[ASSIGNED TASK] Lines holding the string "leather" are the ones to copy; find them all in the data.

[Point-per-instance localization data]
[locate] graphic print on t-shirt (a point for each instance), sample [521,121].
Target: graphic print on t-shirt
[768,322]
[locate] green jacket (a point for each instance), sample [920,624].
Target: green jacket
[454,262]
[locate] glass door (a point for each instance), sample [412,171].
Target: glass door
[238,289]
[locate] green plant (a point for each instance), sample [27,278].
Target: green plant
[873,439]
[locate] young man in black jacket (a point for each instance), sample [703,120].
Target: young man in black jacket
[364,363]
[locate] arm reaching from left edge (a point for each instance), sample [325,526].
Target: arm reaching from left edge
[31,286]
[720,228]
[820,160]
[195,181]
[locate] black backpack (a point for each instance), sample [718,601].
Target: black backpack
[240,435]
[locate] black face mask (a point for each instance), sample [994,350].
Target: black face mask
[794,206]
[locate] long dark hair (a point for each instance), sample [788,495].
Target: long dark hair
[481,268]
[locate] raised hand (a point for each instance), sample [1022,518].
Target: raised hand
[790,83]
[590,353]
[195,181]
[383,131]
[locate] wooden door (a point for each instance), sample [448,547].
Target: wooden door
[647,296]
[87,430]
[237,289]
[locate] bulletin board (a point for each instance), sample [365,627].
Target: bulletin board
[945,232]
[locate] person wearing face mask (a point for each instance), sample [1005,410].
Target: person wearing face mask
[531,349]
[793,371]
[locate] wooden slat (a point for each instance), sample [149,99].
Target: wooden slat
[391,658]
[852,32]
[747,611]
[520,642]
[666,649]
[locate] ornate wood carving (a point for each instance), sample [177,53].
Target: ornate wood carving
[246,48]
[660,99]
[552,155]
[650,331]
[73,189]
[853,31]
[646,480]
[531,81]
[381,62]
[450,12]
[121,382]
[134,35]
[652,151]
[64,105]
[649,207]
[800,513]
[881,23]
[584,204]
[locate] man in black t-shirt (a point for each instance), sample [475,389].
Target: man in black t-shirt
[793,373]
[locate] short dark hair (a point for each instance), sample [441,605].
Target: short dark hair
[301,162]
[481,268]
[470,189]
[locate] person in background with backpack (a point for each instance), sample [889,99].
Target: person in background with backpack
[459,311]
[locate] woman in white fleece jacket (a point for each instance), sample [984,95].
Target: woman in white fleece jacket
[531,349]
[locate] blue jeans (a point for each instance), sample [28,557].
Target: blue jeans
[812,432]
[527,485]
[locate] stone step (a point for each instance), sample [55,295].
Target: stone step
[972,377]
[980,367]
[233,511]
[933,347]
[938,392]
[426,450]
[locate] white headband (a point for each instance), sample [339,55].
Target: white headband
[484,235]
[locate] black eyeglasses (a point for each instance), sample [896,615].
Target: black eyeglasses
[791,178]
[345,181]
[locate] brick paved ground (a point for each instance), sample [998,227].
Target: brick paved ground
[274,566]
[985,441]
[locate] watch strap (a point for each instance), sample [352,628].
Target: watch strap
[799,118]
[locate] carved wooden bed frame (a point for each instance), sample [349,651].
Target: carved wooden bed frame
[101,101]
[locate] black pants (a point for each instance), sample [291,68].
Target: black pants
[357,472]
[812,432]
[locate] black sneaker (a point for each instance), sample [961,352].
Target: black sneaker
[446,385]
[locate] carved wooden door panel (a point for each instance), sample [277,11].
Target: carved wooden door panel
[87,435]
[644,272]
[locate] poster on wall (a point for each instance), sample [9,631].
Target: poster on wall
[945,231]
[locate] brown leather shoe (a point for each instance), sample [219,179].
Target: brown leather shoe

[TASK ANSWER]
[locate] brown leather shoe (a point for each instance), sample [219,179].
Target: brown leather shoe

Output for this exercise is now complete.